Text shown:
....

B. Kwaku Duren (born April 14, 1943; a.k.a., Robert Donaldson Duren and Bob D. Duren) is an American former lawyer, educator, writer, editor, Black Panther, long-time social, political and community activist; and a former convict who now lives and practices law in South Central Los Angeles. He has run for the United States Congress three times and once for Vice President of the United States. As a young man, he spent nearly five years in California prisons for armed robbery. He began reading extensively and taking college classes while incarcerated and after his parole in the fall of 1970, he founded and chaired the National Poor People's Congress. A couple of years later, he and his younger sister, Betty Scott, along with Mary Blackburn and other community activists, founded an alternative school – the Intercommunal Youth Institute (1972–1975) – in Long Beach, California.

In the wake of the shooting death of his sister by a California Highway Patrol officer during a routine traffic stop, Duren helped found and was a co-chair of the Coalition Against Police Abuse (CAPA) from 1975 to 1977. From 1976 to 1981 he was the Coordinator of the Southern California Chapter of the Black Panther Party (SCC/BPP). From 1979 until 1991 he worked for the Los Angeles Legal Aid Foundation, beginning as a Community Outreach Worker; later, as a paralegal and attorney; he was one of the founding members and first president of the Union of Legal Services Workers of Los Angeles (AFL-CIO/UAW).

Duren attended law school at the Peoples College of Law in Los Angeles. He graduated in fall of 1989 and was admitted to the California State Bar on August 8, 1990. He has worked as a “people’s” lawyer and community activist in South Central Los Angeles ever since.

A founding member of Community Services Unlimited, Inc., he was its executive director from 1977 to 2008. As Chairman of the New Panther Vanguard Movement – since 1994 – Duren was co-editor-in-chief, with his ex-wife, Neelam Sharma, of The Black Panther International News Service, a quarterly newspaper published in Los Angeles from 1995 to 2001.

==Early life==
B. Kwaku Duren was born in Beckley, West Virginia, to William Preston “Brack” Duren and Willie Wade Bennett. Duren is the only son in a family of four children. His father worked as a miner, a prizefighter, and a steel mill worker.

In 1959, Duren's mother relocated from Cleveland to Long Beach, California. Her husband followed his family to Long Beach shortly thereafter. In 1960, Brack Duren was arrested in a house raid by the FBI and charged with committing armed robberies of illegal gambling joints in Cleveland, which he had done after being injured and unable to find work. He was extradited to Ohio where he served many years in Chillicothe Correctional Institution before becoming a jailhouse lawyer, doing research on his own case (with the help of his eldest daughter, Joyce), appealing, and ultimately winning his release on a technicality. He rejoined and remarried his wife after his release from prison and lived the remainder of his life in Long Beach.

....

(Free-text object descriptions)
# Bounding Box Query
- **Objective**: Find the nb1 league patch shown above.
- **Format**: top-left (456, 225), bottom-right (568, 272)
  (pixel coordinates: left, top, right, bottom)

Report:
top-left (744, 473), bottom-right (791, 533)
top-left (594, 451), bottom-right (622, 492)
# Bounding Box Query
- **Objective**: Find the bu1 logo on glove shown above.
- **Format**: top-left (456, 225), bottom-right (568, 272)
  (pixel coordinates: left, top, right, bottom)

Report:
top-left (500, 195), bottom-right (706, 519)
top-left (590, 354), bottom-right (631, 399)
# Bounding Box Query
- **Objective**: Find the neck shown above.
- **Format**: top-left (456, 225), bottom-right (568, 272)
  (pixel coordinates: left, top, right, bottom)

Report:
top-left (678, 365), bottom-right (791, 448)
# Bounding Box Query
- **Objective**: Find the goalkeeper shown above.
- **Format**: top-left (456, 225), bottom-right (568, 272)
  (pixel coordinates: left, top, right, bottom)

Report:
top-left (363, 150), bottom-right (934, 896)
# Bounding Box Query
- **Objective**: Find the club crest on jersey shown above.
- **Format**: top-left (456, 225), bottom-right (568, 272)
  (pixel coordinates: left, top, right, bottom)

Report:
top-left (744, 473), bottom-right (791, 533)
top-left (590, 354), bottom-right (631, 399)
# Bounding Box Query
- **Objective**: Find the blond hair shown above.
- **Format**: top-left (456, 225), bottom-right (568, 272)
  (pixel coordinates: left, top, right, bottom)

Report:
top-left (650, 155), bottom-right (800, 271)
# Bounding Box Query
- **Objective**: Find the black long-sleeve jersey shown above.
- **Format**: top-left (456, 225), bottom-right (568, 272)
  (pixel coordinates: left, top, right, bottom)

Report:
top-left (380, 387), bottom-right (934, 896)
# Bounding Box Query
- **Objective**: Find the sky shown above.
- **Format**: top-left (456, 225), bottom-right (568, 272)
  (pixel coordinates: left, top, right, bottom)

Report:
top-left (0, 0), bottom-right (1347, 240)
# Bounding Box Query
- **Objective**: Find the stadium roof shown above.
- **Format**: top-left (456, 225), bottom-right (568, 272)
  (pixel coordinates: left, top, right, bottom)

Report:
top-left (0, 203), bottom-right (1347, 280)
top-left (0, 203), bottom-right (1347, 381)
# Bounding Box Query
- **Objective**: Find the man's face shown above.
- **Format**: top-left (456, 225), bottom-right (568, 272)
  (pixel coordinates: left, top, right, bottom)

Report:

....

Problem 1:
Decide whether each statement below agrees with the Duren biography, answering yes or no and quoting the words that settle it.
(a) Duren served nearly five years in California prisons for armed robbery.
(b) Duren was admitted to the California State Bar in 1989.
(c) Duren's father served time at Chillicothe Correctional Institution in Ohio.
Problem 2:
Using the Duren biography, answer these questions:
(a) Which law school did Duren attend?
(b) Where was Duren born?
(c) What quarterly newspaper did Duren co-edit with Neelam Sharma?
Problem 3:
Write what comes next in the Duren biography, picking up after its final sentence.
The rows have no connection to the Duren biography.

Answer space 1:
(a) Yes: "he spent nearly five years in California prisons for armed robbery"
(b) No: "He graduated in fall of 1989 and was admitted to the California State Bar on August 8, 1990."
(c) Yes: "He was extradited to Ohio where he served many years in Chillicothe Correctional Institution"

Answer space 2:
(a) The Peoples College of Law in Los Angeles
(b) Beckley, West Virginia
(c) The Black Panther International News Service

Answer space 3:
At the age of 17 years, Kwaku Duren was arrested for breaking and entering into a television shop. He served six months in an L.A. county jail facility before being placed on probation. Following his release he worked in a pool hall in Long Beach, sold drugs, and, with a partner, committed a series of convenience-store holdups over several years. In spring of 1966, he was arrested for sticking up a cab driver, convicted, and sentenced to five years to life. He spent four-and-a-half years in Chino and Soledad prisons.

During his three-and-a-half years in Soledad, a black counselor introduced Duren to the writings of the African American historian and sociologist W.E.B. Du Bois – especially The World and Africa. Even before his slide into criminality, Duren had been a voracious reader. He thus began an intensive study of African–American history while in prison, reading books such as The Autobiography of Malcolm X. He also read works by J. A. Rogers, Erich Fromm, Friedrich Engels, Karl Marx, and Lenin. He ordered these books through the California State Library and the UNESCO library. He enrolled in and completed classes in economics, sociology, and psychology, as well as astronomy, at San Francisco State University. He was paroled in September 1970 at the age of 27.

==The Intercommunal Youth Institute==

Duren, his younger sister, Betty Scott (aka Betty Scott-Smith), and other community activists founded the non-profit Intercommunal Youth Institute (IYI) in Long Beach during the summer of 1973. This alternative school, a project of the Experimental Educational Institute, Inc., was organized by Duren and was modeled after the highly successful Black Panther Party community school in Oakland, California. Duren was the Institute Director and taught world history. Betty Scott was the business manager. The IYI received a certification from the state board of education and also received Title I [federal] funds.

In the summer of 1975, the Venceremos Brigade chose Duren to lead a delegation of youth to an international youth summer camp in Cuba to meet with and to discuss youth issues with other students, and to learn about the Cuban Revolution. Upon Duren's return to the U.S., the FBI and INS detained him. He was released after a lengthy interrogation about his purpose for visiting Cuba.

==Death of Betty Scott==
On September 20, 1975, while on her way to the Monterey Jazz Festival, Betty Scott and her partner, George Smith, were pulled over at 4 a.m. in Pleasanton, California, near Oakland, reportedly for a speeding violation. Ms. Scott was driving. During the stop, two California Highway Patrol officers, Curtis Engberson and Gordon Robbins, approached the car. Engberson was young, a recent recruit to the CHP. He approached Ms. Scott on the driver's side of the vehicle; Robbins took the passenger's side.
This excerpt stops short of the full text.